Copy out every one of the entries below word for word, leaving out the images.

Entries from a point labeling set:
<<<<

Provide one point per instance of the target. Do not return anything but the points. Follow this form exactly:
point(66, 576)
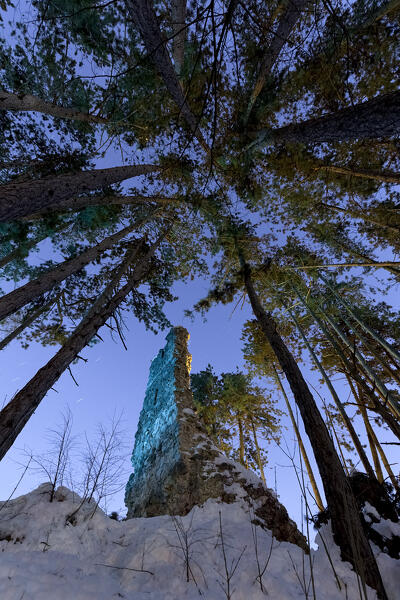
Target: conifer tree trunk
point(376, 118)
point(241, 441)
point(18, 411)
point(346, 521)
point(18, 298)
point(259, 461)
point(351, 369)
point(383, 176)
point(145, 19)
point(394, 354)
point(28, 103)
point(20, 199)
point(287, 22)
point(23, 250)
point(317, 495)
point(27, 321)
point(371, 433)
point(83, 201)
point(342, 411)
point(179, 33)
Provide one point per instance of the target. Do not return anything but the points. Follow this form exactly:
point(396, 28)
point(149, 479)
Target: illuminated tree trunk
point(345, 518)
point(20, 199)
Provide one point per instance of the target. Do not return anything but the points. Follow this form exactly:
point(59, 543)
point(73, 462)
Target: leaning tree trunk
point(342, 411)
point(241, 441)
point(23, 249)
point(376, 118)
point(83, 201)
point(317, 495)
point(19, 410)
point(20, 199)
point(145, 19)
point(346, 521)
point(280, 37)
point(394, 354)
point(28, 103)
point(27, 321)
point(18, 298)
point(179, 33)
point(351, 369)
point(382, 176)
point(258, 452)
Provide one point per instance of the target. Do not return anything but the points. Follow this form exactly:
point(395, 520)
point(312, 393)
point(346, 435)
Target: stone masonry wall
point(176, 465)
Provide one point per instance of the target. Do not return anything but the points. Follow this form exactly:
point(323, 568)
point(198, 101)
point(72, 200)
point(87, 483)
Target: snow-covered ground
point(163, 558)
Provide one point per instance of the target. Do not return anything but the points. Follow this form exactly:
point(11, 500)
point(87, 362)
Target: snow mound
point(47, 553)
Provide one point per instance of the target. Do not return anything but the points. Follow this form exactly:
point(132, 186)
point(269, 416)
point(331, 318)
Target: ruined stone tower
point(176, 465)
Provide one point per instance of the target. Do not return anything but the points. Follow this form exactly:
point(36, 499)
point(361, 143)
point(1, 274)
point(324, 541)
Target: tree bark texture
point(179, 33)
point(18, 298)
point(26, 322)
point(346, 521)
point(280, 37)
point(28, 103)
point(20, 199)
point(345, 417)
point(145, 19)
point(376, 118)
point(19, 410)
point(383, 176)
point(317, 495)
point(83, 201)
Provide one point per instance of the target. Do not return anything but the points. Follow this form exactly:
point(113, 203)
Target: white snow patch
point(42, 556)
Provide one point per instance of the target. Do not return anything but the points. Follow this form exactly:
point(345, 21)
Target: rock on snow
point(162, 558)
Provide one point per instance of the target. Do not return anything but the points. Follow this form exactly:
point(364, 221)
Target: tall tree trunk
point(346, 521)
point(241, 441)
point(19, 410)
point(379, 408)
point(385, 393)
point(345, 417)
point(371, 433)
point(258, 452)
point(179, 33)
point(27, 321)
point(391, 269)
point(317, 495)
point(368, 429)
point(362, 215)
point(376, 118)
point(20, 199)
point(145, 19)
point(383, 176)
point(395, 355)
point(26, 102)
point(18, 298)
point(84, 201)
point(287, 22)
point(334, 435)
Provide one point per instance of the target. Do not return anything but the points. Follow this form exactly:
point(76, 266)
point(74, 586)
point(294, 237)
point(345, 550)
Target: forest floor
point(213, 553)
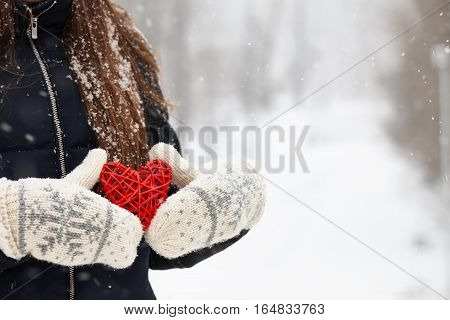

>>>>

## Solution to the exercise
Provide one point per instance of the target. Do not return anything but the points. Follow this form exactly:
point(66, 576)
Target: conifer tree trunk
point(376, 118)
point(241, 441)
point(18, 411)
point(346, 521)
point(18, 298)
point(259, 461)
point(351, 369)
point(383, 176)
point(145, 19)
point(394, 354)
point(28, 103)
point(20, 199)
point(287, 22)
point(23, 250)
point(317, 495)
point(27, 321)
point(371, 433)
point(83, 201)
point(342, 411)
point(179, 33)
Provide one point per instance of the target. Do not return anything but the points. Follow this form exactly:
point(396, 28)
point(149, 479)
Target: illuminated tree trunk
point(345, 518)
point(20, 199)
Provide one point per instance of the target. Do not return anything but the points. Follow this form exactly:
point(59, 543)
point(73, 462)
Target: leaning tree trunk
point(342, 411)
point(241, 441)
point(23, 249)
point(376, 118)
point(83, 201)
point(317, 495)
point(19, 410)
point(20, 199)
point(145, 19)
point(346, 521)
point(280, 37)
point(394, 354)
point(28, 103)
point(27, 321)
point(18, 298)
point(179, 33)
point(351, 369)
point(382, 176)
point(258, 452)
Provide one point per instance of the target. Do not return anything but the points. Follow this form exactly:
point(395, 520)
point(312, 393)
point(346, 435)
Target: stone masonry wall
point(176, 465)
Provide one point per instance of the target. Do not return anything but the points. Follow this form exactly:
point(323, 568)
point(198, 101)
point(72, 200)
point(87, 483)
Target: snow-covered ground
point(163, 558)
Provide one point per instance of the target. Do not return anything but the points. Follow this form exactly:
point(11, 500)
point(87, 362)
Target: snow mound
point(47, 553)
Provide one point per instance of the target. Do not return anything but the points. Follow this form exactly:
point(132, 186)
point(269, 416)
point(331, 318)
Target: ruined stone tower
point(176, 465)
Provide one point per instance of the target. Do not return anything but the points. Follow this form exactly:
point(36, 499)
point(361, 143)
point(1, 274)
point(324, 541)
Target: tree bark texture
point(179, 33)
point(18, 298)
point(26, 322)
point(346, 521)
point(280, 37)
point(28, 103)
point(20, 199)
point(345, 417)
point(145, 19)
point(376, 118)
point(19, 410)
point(383, 176)
point(317, 495)
point(83, 201)
Provide one point per instance of the target. Do not return anything but the points. Follow this form exactly:
point(113, 203)
Target: white snow patch
point(42, 556)
Provide one point per instance of the target. Do not return anything but the points. Follow this form exactly:
point(345, 21)
Target: rock on snow
point(162, 558)
Provide one point per instance of the target. Do not return anything but the points. Follow this form exactly:
point(364, 221)
Target: tall tree trunk
point(346, 521)
point(241, 441)
point(19, 410)
point(379, 408)
point(385, 393)
point(345, 417)
point(371, 433)
point(258, 452)
point(179, 33)
point(27, 321)
point(391, 269)
point(317, 495)
point(368, 429)
point(362, 215)
point(376, 118)
point(20, 199)
point(145, 19)
point(383, 176)
point(395, 355)
point(26, 102)
point(18, 298)
point(84, 201)
point(287, 22)
point(334, 435)
Provide one point per instance of the target. Do not return anything but the points. Follow this form exactly:
point(76, 266)
point(74, 586)
point(294, 237)
point(345, 550)
Target: forest floor
point(213, 553)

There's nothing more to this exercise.